BOSTON -- Tevin Farmer, with a massive speed and skill advantage, retained his junior lightweight world title for the first time with a one-sided, fifth-round destruction of James Tennyson on the Demetrius Andrade-Walter Kautondokwa undercard Saturday night at TD Garden.
Farmer found a home early and often for his left hand, while Tennyson missed many wide, slow punches. Tennyson tried to get on the inside and throw uppercuts but didn't land anything clean against Farmer's tight defense and movement.
"I'm the best fighter in the world. I haven't proved it yet but watch," Farmer said. "I can't even explain it. It's unexplainable. I'm not even supposed to be here today. I lost four of my first 12 fights. Most people would have gave up but I stuck to it. You just have to keep grinding and believe in yourself and listen to your team. I have a big family support system and they support me to the death and that's why I'm as good as I am and I fight for them."

DATA EXTRACTS:
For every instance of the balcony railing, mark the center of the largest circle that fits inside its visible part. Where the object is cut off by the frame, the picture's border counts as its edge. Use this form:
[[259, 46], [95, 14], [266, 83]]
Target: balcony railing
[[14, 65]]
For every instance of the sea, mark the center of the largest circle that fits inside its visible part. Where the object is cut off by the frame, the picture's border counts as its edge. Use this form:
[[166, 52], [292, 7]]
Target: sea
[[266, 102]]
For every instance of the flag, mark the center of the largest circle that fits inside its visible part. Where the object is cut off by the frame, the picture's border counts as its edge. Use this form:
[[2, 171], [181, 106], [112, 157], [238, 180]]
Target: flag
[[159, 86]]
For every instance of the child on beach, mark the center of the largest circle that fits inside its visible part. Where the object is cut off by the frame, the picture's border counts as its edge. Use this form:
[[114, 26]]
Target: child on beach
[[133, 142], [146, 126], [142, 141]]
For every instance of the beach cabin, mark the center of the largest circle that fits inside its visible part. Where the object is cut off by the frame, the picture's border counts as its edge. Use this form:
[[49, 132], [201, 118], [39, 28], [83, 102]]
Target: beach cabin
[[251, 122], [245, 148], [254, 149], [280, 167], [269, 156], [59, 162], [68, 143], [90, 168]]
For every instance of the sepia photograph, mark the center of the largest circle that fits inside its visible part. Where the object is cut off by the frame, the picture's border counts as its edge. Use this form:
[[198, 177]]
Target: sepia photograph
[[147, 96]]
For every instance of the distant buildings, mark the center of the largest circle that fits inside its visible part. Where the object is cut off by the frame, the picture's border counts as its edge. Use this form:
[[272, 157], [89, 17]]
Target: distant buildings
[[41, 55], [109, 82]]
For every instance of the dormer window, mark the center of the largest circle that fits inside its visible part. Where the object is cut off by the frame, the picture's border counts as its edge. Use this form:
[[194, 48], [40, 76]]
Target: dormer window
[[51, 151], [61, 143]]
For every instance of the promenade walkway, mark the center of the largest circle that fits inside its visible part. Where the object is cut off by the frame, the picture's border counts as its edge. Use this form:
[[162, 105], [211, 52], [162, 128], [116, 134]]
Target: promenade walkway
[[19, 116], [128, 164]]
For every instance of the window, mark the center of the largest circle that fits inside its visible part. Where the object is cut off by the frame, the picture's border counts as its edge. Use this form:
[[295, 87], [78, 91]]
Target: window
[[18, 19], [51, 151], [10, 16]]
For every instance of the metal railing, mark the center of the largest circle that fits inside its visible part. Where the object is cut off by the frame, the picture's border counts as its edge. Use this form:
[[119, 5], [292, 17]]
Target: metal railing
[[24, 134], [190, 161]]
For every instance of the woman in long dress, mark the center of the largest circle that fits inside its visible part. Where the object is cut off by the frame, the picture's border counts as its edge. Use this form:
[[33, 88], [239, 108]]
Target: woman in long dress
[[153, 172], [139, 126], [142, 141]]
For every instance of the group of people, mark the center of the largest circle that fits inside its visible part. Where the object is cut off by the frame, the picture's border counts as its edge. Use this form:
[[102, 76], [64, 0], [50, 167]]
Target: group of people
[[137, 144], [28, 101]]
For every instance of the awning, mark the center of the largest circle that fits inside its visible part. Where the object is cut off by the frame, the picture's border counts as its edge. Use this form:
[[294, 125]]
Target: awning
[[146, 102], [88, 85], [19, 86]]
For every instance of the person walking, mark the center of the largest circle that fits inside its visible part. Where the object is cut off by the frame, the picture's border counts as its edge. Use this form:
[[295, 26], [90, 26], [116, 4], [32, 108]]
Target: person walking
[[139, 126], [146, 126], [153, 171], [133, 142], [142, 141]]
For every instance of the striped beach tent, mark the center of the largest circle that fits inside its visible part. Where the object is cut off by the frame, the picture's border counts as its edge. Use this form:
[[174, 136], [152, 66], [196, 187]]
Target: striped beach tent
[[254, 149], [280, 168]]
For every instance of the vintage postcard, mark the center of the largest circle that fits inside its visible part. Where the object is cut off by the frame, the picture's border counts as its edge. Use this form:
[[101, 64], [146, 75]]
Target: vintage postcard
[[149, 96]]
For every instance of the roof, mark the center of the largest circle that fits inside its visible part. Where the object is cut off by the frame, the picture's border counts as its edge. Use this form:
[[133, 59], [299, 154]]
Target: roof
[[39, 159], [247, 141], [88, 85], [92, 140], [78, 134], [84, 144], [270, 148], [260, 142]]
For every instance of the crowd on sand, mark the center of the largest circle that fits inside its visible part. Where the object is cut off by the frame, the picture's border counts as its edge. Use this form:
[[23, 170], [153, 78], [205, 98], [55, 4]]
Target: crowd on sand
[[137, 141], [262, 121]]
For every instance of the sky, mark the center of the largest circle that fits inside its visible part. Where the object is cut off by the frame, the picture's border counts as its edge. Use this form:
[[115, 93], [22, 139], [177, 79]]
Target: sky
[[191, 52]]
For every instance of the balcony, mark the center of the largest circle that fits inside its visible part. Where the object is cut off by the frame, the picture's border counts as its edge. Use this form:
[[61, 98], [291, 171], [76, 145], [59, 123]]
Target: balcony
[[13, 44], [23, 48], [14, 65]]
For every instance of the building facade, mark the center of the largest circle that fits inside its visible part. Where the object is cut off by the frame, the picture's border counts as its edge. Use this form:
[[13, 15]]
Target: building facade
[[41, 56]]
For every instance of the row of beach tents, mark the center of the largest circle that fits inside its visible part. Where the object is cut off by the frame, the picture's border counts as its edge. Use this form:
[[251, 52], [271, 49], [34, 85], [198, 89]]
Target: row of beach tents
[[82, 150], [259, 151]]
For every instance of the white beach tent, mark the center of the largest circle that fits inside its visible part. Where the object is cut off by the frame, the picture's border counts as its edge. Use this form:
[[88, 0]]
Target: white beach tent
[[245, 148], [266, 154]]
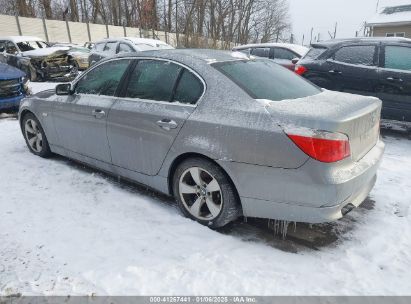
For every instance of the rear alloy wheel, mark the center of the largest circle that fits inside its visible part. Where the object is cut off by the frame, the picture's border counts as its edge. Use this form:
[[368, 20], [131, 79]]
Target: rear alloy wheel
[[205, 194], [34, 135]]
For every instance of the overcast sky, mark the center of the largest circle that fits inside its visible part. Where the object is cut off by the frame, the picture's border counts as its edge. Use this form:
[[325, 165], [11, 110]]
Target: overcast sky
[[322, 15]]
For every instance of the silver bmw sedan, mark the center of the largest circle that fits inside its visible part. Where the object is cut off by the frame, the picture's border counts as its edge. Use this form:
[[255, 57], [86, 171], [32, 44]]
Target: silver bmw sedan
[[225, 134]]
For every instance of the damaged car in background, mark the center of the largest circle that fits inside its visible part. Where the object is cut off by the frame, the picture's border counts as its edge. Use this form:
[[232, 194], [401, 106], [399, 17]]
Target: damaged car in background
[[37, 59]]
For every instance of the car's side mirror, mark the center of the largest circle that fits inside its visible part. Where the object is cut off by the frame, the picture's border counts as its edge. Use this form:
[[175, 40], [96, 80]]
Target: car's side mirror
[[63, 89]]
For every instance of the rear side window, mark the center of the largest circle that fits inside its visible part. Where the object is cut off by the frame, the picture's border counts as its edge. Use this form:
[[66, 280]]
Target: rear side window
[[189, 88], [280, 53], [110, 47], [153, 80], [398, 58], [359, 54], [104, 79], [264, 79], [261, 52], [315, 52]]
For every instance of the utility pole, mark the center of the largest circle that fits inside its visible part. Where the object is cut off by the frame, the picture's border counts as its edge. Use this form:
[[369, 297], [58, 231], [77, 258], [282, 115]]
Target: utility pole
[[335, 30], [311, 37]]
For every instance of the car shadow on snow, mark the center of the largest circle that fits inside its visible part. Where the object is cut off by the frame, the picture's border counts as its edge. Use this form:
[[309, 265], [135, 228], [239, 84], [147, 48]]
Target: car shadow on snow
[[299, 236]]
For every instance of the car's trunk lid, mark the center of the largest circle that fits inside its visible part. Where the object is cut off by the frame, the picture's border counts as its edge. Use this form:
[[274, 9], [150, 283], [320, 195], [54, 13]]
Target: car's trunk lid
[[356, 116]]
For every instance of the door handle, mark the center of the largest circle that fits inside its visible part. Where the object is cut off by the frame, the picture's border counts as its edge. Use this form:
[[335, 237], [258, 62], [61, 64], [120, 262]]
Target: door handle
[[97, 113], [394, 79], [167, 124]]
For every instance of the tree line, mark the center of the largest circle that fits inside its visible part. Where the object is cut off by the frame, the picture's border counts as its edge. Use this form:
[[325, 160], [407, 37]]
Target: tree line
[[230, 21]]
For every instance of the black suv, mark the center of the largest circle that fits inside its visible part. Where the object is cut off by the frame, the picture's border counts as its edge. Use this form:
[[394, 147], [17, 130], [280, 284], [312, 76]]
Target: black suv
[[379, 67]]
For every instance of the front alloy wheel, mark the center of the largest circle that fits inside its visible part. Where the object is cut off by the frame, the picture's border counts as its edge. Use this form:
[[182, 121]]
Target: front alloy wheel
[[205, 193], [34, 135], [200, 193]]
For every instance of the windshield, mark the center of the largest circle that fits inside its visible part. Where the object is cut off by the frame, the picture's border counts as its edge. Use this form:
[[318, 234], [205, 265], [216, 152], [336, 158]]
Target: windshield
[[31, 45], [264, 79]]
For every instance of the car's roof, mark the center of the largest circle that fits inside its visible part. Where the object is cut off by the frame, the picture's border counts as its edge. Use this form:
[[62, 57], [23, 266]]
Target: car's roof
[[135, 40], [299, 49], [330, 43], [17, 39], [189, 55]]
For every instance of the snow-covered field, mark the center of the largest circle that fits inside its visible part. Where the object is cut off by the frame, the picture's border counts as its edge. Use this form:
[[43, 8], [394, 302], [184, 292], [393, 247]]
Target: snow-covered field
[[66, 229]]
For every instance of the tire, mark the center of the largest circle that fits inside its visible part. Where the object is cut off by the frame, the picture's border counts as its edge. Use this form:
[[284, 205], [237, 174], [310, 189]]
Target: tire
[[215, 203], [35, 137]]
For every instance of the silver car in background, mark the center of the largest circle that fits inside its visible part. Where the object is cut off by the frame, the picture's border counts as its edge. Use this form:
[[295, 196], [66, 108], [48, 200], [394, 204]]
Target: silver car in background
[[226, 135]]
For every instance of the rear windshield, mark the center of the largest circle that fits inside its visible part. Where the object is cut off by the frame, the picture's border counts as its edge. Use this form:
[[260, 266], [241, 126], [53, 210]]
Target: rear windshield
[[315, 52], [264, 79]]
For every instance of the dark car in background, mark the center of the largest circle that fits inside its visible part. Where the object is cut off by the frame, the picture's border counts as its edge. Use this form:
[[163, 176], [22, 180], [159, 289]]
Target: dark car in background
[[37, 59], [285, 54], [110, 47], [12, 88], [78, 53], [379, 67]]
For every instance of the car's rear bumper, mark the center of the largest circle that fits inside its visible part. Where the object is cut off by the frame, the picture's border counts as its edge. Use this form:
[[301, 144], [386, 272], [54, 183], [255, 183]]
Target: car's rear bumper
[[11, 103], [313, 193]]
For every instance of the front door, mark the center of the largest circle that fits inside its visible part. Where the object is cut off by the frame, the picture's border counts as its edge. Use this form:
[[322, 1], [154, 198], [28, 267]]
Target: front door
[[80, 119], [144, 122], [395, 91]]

* * *

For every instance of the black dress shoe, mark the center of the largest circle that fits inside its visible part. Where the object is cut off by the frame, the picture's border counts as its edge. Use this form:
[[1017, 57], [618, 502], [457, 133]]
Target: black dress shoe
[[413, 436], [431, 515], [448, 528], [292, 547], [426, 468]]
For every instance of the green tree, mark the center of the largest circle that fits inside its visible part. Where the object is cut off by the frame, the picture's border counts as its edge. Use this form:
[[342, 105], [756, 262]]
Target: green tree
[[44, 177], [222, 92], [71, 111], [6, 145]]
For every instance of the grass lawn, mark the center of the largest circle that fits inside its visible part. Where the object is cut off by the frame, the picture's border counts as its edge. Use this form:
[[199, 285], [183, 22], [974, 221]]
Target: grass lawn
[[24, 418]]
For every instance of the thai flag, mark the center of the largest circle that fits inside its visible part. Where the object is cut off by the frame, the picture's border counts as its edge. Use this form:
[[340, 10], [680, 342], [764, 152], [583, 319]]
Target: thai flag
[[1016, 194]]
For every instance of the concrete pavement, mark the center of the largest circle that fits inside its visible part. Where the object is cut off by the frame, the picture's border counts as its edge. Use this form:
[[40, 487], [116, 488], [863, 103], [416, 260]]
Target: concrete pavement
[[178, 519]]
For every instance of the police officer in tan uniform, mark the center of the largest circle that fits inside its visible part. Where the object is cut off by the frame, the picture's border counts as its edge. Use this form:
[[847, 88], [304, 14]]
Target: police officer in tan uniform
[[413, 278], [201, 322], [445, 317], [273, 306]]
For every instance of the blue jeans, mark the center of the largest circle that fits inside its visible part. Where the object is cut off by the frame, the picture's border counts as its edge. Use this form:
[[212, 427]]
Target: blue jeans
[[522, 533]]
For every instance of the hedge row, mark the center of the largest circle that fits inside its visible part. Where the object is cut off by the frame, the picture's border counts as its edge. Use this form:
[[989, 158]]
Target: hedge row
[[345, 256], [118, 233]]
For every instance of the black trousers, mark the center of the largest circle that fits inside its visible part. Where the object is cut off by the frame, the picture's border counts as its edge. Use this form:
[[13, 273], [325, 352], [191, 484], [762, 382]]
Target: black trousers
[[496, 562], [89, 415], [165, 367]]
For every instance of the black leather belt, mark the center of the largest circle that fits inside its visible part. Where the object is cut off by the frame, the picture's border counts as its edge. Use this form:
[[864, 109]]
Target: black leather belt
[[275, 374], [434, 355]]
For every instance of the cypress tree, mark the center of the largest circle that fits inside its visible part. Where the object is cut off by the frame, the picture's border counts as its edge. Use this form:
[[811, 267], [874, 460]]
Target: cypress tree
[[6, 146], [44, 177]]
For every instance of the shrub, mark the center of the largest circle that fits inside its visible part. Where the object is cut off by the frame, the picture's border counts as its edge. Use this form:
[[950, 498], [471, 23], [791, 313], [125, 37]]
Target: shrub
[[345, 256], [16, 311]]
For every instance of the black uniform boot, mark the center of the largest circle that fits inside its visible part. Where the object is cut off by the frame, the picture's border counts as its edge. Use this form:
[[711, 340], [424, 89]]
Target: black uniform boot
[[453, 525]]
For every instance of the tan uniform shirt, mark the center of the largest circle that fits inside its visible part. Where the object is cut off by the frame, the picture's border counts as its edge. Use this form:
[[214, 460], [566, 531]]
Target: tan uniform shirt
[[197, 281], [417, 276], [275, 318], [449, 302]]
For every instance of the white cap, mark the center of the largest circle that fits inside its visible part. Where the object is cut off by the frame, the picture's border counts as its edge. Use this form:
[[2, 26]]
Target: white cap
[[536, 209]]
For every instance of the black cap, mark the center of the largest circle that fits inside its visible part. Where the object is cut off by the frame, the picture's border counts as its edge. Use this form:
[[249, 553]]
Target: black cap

...

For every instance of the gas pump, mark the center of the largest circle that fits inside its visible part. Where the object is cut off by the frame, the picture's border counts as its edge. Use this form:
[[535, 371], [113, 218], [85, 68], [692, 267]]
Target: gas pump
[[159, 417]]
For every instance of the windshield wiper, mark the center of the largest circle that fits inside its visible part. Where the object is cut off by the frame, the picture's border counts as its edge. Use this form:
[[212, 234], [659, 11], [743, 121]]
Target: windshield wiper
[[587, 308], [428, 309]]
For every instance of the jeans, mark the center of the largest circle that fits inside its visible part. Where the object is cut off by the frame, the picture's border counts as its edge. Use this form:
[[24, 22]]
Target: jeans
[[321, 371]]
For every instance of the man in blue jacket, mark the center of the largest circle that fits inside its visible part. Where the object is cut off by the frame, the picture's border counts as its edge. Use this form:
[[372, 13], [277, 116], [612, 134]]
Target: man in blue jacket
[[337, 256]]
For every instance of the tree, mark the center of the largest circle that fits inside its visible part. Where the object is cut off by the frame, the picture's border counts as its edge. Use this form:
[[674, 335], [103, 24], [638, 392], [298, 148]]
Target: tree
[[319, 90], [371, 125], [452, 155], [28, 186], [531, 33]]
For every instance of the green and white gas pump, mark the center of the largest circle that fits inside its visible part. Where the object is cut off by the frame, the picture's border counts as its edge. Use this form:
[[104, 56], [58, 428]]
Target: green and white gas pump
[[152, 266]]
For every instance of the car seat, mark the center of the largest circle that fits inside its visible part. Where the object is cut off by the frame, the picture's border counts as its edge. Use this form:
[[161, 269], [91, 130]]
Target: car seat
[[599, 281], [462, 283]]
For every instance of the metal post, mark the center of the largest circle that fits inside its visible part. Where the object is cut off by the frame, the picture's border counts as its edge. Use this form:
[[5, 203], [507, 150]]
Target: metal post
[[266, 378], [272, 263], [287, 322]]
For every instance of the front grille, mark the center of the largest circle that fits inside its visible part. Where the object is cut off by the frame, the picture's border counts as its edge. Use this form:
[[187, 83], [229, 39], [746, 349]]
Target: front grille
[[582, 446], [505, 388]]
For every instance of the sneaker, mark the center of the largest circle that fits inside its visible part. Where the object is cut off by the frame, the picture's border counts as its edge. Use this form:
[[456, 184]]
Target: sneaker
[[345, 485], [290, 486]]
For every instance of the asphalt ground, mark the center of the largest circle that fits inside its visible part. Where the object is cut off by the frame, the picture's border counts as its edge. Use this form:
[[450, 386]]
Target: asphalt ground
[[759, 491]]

TASKS FOR THIS EXERCISE:
1) Please rewrite the boxing report starting with "BOSTON -- Tevin" and going on through "defense and movement.", changing "left hand" to "right hand".
2) Answer these questions from the boxing report:
(a) At what venue was the fight held?
(b) In which round did Farmer beat Tennyson?
(c) How many of his first 12 fights did Farmer lose?

SOLUTIONS IN ORDER:
1)
BOSTON -- Tevin Farmer, with a massive speed and skill advantage, retained his junior lightweight world title for the first time with a one-sided, fifth-round destruction of James Tennyson on the Demetrius Andrade-Walter Kautondokwa undercard Saturday night at TD Garden.
Farmer found a home early and often for his right hand, while Tennyson missed many wide, slow punches. Tennyson tried to get on the inside and throw uppercuts but didn't land anything clean against Farmer's tight defense and movement.

2)
(a) TD Garden in Boston
(b) The fifth round
(c) Four